EXERCISE BRIEF.
Exact repetition of every record is required.

*** RECORDS SHOWN ***

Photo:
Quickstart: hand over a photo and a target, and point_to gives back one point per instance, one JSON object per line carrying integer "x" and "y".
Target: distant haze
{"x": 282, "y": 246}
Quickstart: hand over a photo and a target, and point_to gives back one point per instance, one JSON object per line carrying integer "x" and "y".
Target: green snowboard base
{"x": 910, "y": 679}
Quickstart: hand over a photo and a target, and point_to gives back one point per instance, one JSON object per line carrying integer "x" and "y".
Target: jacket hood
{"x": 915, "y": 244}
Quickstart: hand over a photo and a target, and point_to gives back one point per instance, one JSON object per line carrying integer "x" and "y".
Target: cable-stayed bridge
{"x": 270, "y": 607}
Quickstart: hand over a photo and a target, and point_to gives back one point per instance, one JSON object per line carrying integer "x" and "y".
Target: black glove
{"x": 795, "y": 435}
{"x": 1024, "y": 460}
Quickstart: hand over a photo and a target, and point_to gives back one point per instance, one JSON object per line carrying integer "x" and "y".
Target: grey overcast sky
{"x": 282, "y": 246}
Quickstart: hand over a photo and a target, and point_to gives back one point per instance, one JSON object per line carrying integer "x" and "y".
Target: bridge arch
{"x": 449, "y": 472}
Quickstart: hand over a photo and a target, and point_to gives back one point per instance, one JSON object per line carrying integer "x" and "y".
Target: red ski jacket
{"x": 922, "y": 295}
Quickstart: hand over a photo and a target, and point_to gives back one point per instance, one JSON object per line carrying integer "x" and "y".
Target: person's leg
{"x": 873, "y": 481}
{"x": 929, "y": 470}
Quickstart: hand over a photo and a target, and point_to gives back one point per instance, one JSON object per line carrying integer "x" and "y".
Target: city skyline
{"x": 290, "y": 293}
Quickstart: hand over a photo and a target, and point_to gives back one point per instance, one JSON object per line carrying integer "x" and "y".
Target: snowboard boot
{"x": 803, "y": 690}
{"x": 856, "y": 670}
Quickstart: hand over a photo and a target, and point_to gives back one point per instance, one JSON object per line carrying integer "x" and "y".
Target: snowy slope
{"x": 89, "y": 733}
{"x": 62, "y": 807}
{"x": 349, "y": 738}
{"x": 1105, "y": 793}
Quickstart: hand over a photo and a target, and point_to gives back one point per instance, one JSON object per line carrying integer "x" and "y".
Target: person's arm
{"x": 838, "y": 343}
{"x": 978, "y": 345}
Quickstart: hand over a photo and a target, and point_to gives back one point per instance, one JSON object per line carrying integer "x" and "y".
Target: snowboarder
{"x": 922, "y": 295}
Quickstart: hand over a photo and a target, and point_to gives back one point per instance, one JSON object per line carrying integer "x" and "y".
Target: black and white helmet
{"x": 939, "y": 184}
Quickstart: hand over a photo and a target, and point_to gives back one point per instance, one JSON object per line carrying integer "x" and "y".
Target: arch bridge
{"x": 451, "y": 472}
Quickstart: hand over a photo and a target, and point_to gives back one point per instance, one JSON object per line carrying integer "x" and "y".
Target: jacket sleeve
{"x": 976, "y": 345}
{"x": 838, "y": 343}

***

THE ANSWER.
Photo:
Quickstart: hand over a photo and a target, and point_to gives back one point per instance, one JSON object per line carrying integer "x" and "y".
Target: distant haze
{"x": 282, "y": 246}
Quickstart: hand over a photo and a target, and point_to gives back one point per instance, one JSON object per line carrying integer "x" and "y".
Target: green snowboard base
{"x": 910, "y": 679}
Quickstart: hand over a photo and a target, and point_to gives back one point per instance, one JSON object per line carrying integer "x" and "y".
Target: jacket hood
{"x": 915, "y": 244}
Quickstart: hand over a photo and a target, and point_to gives back one point per instance, one JSON object per line carrying integer "x" and "y".
Target: cable-stayed bridge
{"x": 270, "y": 607}
Quickstart: hand over a photo and a target, and point_to gives back one point per instance, one JSON object per line carrying integer "x" and "y".
Target: black glove
{"x": 795, "y": 435}
{"x": 1024, "y": 460}
Quickstart: hand over a photo and a target, and point_to gives back one point per instance, one JSON object per line carrying integer "x" and "y".
Target: grey overcast sky
{"x": 282, "y": 246}
Quickstart: hand over a photo and a target, and point_to gives back one point per instance, one JSON object per line carrying integer "x" and "y".
Target: bridge arch
{"x": 449, "y": 472}
Quickstart: hand over a photo and a target, and point_to gives back one point per instance, one JSON object per line carrying integer "x" and "y".
Target: red ski jacket
{"x": 922, "y": 295}
Quickstart: hand over a photo and a target, and point_to gives back one point per instance, one JSON object per line carrying integer "x" and "y".
Target: person's leg
{"x": 873, "y": 481}
{"x": 929, "y": 470}
Quickstart: hand over a photo and a target, and point_to gives back one point per instance, one JSON object per line carrying integer "x" and "y".
Target: city skyline
{"x": 290, "y": 293}
Quickstart: hand over a photo and a target, and point_to gives back one point per instance, one JSON object per line carrying integer "x" and "y".
Target: snowboard boot
{"x": 803, "y": 690}
{"x": 856, "y": 670}
Quickstart: hand over a photo and a target, and point_to gives back one point per instance, one JSON object per line carrying integer "x" and "y".
Target: snowy slope
{"x": 89, "y": 733}
{"x": 62, "y": 807}
{"x": 349, "y": 738}
{"x": 1105, "y": 793}
Quickstart: hand over a photo and a target, and point_to gives back one point per instance, one JSON object per line carrying integer "x" and "y".
Target: person's arm
{"x": 838, "y": 343}
{"x": 978, "y": 345}
Quickstart: hand over a photo and a target, and point_to gives back one point per instance, one JSON object per line carrying integer "x" and "y".
Target: snowboarder
{"x": 922, "y": 295}
Quickstart: hand over a photo and a target, and point_to gives back one point per instance, one JSON object per line carrying integer "x" and "y".
Target: black and white helmet
{"x": 939, "y": 184}
Quickstart: hand over a photo and a target, and point_to gives back one point per instance, one JSON object per line carrying integer "x" and "y".
Target: arch bridge
{"x": 451, "y": 472}
Quickstart: hand over a photo and a target, and point_to gives back one point per instance, one JSON object per line carrying integer "x" and "y".
Target: jacket sleeve
{"x": 976, "y": 345}
{"x": 838, "y": 343}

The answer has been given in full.